(Saved entries)
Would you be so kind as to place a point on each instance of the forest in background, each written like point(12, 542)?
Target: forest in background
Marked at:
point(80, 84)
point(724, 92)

The task
Copy each line above containing the string "forest".

Worked solution
Would you be so kind as to place a point on each instance of the forest in background, each written like point(12, 542)?
Target: forest in background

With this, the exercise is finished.